**Excerpted passage**
####

Where Are They Now? Buzz Cason

1957 photo of the Casuals visiting Elvis:
Chester Power, Richard Williams, Elvis Presley and Buzz Cason, courtesy of Buzz Cason.

By Warren Kurtz

BUZZ CASON and fellow songwriter Mac Gayden hold the record for a Top 40 hit in the most consecutive decades by different performers. 50 years ago, in 1967, Nashville singer Robert Knight achieved his one hit with “Everlasting Love,” which reached number 13. In 1972, Carl Carlton’s cover reached number 6. In 1981, the song was turned into a duet by Rex Smith and Rachel Sweet, which reached number 32. In 1995, Gloria Estefan brought the song to number 27. Goldmine spoke with Buzz Cason about this hit song, his early days in Tennessee with Elvis Presley, compositions for Jan & Dean, Ronny & the Daytonas, and Martina McBride, studio work including Beatles covers, his publishing success, and his new CD “Passion.”

 

GOLDMINE: On Saturday, September 27, 2003, we saw Robert Knight perform “Everlasting Love” at the Vanderbilt halftime show in Nashville. Our daughter Brianna got to play the high trumpet parts at the end. She and her band mates were amazed at rehearsal after hearing Robert. They exclaimed, “That’s the voice from the record.”

Buzz Cason: I was at the halftime show too. What a rare performance we caught. Robert was an assistant in the chemistry department and then a groundskeeper at Vanderbilt. He knew band director Dr. Sagen. It was good to hear all the instruments at the show too, including Bob Babbitt as a guest on bass. On the original record Norbert Putnam played bass and he later produced “Margaritaville” with David Briggs. On congas and drums we had Kenny Buttrey, who also later recorded with Jimmy Buffett, but prior to that was known for his work on “Oh, Pretty Woman.” Carol Montgomery and I were on background vocals, all at Foster Studio in downtown Nashville.

 

GM: The flip side, “Somebody’s Baby,” has a gospel feel like “People Get Ready.” Robert delivered upper range emotion, like Smokey Robinson in the song.

BC: It was strictly a flip side, something easy to sing. I wrote both sides of the single with Mac Gayden, who later went on to the groups Area Code 615 and Barefoot Jerry. A few of our compositions were recorded by the Love Affair in England, who had a hit there with “Everlasting Love.”

 

GM: “Everlasting Love” became a hit three more times in the U.S. over the next three decades. Congratulations.

BC: Thank you. Carl’s version in the ‘70s was recorded at my studio, Creative Workship, in Berry Hill, Tennessee. Bergen White did the strings and I sang background vocals with Bergen. For the ‘80s version, I was in New York when they mixed that duet. What was nice is the that it also was on two different albums, both Rex’s and Rachel’s. Then, what a break we got in the ‘90s when Gloria recorded it, as it went international in the Latin market too. In the Estefan’s Broadway musical, “On Your Feet,” there is a young girl who sings it. I’d sign her in a minute if I still had a record company. As a surprise, from friends of mine, I got to meet the cast.

 

GM: You had two record labels, both with Top 100 singles in 1967, that I still hear on beach music and oldies shows.

BC: Yes, in addition to Robert’s “Everlasting Love” on our Rising Sons label we had the Elf label with Clifford Curry’s “She Shot a Whole in My Soul” that year.

####

(Lines of data)
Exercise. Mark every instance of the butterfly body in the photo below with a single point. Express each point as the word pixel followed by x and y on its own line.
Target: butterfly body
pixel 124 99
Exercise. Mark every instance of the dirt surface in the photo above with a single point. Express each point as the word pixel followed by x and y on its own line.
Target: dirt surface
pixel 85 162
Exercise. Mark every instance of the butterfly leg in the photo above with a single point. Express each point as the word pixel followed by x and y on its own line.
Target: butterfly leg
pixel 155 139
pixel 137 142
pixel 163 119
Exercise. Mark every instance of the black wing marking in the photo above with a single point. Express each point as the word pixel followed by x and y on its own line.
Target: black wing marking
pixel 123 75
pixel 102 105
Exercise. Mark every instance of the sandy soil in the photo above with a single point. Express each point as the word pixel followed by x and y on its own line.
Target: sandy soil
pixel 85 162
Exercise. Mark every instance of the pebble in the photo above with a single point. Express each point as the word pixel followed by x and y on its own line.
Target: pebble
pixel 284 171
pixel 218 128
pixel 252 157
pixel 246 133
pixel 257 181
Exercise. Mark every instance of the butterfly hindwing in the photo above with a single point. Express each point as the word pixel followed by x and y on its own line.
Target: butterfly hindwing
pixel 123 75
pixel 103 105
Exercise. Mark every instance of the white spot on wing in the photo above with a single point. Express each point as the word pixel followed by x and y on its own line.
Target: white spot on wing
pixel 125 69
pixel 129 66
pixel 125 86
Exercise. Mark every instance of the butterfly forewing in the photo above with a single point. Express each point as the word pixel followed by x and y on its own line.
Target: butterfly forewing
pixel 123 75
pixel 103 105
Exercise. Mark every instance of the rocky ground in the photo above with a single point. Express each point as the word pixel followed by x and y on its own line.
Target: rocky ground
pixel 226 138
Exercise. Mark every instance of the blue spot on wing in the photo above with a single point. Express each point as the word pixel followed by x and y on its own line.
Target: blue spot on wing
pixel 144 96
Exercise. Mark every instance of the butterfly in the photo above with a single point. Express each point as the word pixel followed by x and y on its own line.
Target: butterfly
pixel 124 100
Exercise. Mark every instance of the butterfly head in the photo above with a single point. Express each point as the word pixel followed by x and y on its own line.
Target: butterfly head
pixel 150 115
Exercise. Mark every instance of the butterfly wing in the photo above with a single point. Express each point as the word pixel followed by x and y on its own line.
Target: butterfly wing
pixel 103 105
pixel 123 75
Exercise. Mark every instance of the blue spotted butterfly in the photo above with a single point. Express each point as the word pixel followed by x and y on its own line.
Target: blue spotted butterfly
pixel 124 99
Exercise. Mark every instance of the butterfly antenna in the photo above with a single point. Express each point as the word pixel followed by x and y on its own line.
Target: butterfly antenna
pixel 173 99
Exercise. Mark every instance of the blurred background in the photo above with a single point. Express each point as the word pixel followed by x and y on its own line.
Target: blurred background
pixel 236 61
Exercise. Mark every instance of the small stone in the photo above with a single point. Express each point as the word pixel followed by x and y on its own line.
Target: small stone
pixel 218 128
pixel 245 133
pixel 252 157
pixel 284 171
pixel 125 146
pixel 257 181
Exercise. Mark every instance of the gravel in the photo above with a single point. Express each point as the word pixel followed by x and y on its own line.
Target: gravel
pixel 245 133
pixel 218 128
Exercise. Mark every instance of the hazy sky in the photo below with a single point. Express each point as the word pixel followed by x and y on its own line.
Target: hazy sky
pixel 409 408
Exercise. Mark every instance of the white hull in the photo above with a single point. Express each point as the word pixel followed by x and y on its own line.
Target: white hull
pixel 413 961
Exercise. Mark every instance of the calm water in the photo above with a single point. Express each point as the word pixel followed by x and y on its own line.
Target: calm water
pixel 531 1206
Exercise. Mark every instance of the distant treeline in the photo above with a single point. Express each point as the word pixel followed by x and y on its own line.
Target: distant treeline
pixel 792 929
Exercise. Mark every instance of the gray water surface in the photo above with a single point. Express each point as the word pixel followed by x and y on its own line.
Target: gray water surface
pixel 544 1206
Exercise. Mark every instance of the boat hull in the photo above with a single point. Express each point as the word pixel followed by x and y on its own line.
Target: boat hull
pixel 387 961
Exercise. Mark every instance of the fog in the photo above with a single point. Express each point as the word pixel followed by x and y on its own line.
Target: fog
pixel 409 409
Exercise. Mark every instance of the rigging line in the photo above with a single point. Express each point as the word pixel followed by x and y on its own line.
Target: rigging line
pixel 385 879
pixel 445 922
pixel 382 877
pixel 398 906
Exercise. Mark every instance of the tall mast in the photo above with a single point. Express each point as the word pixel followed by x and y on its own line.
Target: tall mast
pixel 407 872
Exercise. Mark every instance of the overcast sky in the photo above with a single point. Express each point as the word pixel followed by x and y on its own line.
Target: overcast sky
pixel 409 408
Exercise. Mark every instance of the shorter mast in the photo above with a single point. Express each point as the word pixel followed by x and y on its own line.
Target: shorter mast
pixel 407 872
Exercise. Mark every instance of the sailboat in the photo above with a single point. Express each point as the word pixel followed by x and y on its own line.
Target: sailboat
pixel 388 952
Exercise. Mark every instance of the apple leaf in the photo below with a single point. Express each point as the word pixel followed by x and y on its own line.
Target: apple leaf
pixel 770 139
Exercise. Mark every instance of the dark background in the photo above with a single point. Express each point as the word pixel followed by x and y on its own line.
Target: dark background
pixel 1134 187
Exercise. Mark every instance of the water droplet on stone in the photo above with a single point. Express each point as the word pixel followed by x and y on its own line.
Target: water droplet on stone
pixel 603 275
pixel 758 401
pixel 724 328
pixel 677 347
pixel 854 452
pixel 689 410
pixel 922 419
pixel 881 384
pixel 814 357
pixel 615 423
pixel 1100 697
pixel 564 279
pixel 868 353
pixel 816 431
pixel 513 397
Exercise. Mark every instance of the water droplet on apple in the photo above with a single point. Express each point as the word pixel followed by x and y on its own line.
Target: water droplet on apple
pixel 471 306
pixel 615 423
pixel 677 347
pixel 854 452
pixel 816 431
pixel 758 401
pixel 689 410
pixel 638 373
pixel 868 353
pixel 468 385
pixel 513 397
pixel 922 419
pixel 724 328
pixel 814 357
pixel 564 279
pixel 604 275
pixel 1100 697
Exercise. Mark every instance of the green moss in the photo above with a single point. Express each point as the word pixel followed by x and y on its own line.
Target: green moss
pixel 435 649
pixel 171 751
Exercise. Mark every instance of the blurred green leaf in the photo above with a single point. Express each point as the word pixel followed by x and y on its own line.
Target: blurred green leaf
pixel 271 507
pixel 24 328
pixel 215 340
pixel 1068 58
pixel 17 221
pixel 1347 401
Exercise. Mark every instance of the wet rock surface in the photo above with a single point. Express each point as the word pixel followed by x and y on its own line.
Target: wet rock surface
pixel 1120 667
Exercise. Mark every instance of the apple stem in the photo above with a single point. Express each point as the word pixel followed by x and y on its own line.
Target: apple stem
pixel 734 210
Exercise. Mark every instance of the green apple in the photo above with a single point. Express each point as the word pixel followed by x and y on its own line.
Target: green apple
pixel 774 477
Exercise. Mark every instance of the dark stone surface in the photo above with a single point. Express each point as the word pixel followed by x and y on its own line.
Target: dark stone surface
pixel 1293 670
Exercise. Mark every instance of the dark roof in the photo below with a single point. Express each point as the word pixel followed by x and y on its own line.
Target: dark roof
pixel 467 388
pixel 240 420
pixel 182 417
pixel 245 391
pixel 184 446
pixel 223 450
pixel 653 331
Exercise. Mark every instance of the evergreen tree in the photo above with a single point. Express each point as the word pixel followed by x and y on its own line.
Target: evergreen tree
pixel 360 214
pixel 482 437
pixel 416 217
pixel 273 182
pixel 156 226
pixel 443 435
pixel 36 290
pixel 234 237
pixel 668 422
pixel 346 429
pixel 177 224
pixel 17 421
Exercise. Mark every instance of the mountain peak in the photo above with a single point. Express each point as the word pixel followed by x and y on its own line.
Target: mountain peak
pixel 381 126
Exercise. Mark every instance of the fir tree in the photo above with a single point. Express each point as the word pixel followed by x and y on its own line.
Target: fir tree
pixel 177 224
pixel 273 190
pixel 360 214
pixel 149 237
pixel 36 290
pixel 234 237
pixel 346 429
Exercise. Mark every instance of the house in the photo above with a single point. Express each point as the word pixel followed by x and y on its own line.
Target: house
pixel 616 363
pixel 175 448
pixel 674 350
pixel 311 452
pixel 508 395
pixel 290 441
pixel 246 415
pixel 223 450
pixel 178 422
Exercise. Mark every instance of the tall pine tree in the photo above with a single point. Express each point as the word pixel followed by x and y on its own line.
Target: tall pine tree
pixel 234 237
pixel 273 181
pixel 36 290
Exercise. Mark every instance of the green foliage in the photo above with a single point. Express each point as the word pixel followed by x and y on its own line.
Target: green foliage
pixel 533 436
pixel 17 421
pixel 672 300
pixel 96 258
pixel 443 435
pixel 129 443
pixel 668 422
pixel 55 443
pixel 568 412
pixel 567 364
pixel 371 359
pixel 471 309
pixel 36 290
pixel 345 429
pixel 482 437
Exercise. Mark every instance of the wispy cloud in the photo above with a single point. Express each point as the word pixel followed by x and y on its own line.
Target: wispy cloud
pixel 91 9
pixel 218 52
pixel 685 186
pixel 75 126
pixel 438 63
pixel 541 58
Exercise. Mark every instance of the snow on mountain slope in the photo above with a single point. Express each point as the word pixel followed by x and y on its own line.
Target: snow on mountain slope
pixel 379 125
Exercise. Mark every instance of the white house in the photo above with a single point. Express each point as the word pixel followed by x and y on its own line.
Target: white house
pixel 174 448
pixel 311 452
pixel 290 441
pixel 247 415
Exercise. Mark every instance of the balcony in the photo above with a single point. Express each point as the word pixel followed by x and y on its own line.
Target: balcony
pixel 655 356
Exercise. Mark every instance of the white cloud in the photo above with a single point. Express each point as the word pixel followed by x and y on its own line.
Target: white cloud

####

**Goal**
Continue the Buzz Cason interview from the point where it stops.

**Exercise result**
GM: Elf was with Bobby Russell. I really enjoyed your and Bobby’s song “Popsicle” for Jan & Dean, their final Top 40 single, after Jan’s car accident. It was fun to hear on the radio in the summer of 1966.

BC: We had that one in the can for quite a while, going back to the “Drag City” album days. We also wrote “Tennessee” for them, which came out in 1962, my first year associated with Liberty records in California, there through 1964.

 

GM: Speaking of 1964, in your “Rock ‘n Roll Dream” book I read about your work on one of my favorite Beatles covers, “She Loves You,” which made their “Greatest Hits” album versus the single “All My Loving” / “Do You Want to Know a Secret.”

BC: I stayed in the studio for more that twelve hours straight with the other singers for “The Chipmunks Sing the Beatles.” We cut the songs note for note at half the speed and when we sped them up, it made the high-pitched Chipmunk sound. I returned in the ‘80s for “Urban Chipmunk” too.

 

GM: I was pleased to read about my musical mentor Steve Popovich and his role in your publishing success.

BC: After Roger Miller cut Bobby Russell’s “Little Green Apples” composition, it quickly became covered by others including O.C. Smith on Columbia. A Detroit disc jockey played that album cut, which led to a high volume of phone requests. The DJ contacted Steve, who was the head of promotion at Columbia, and told him that “Little Green Apples” could be a hit. Steve pushed for it to be a single, which won the Grammy Song of the Year for our Russell-Cason Music publishing company.

 

GM: Also, the photo of you with Elvis Presley, from the book is certainly a classic.

BC: I was with my group, Nashville’s first rock and roll band, the Casuals in 1957. Elvis had just bought a house in Memphis which he wanted to show us, which became Graceland. I also jammed at his house in Bel Air, California in 1959. Those times were just so surreal.

 

GM: Here in Daytona Beach, based on the band’s name and subject, we have a fondness for Ronny & the Daytona’s and their hit song “GTO.” You co-wrote a beautiful second Top 40 single for the group, “Sandy,” sounding more like the Beach Boys’ flip side “The Warmth of the Sun” or Chad & Jeremy’s “Distant Shores.”

BC: Bucky Wilkin, who was also known as “Ronny” for the group, and I did a whole album within a week at Bill Justis’ tiny studio. Bergen White added strings for the “Sandy” album, which is definitely worth checking out.

 

GM: At the Daytona Speedway this year was the second annual Country 500 three day festival and Martina McBride was one of the performers. She opened with “Love’s the Only House.” A couple of my favorite lines are, “Teenagers walkin’ around in a culture of darkness” and “I’ll come down and get my hands dirty and together we’ll make a stand.”

BC: Tom Douglas and I inserted that bridge, thinking if we could speed it up, we could get it cut. It was originally going to be for his singer-songwriter album. Paul Worley, the producer, considered it for Tim McGraw and Collin Raye, but Martina cut, did a great job, and made it a hit. On singer-songwriter nights in Nashville, I can never get all those words right.

 

GM: Speaking of country females, thank you for helping to bring the Judds to all of us.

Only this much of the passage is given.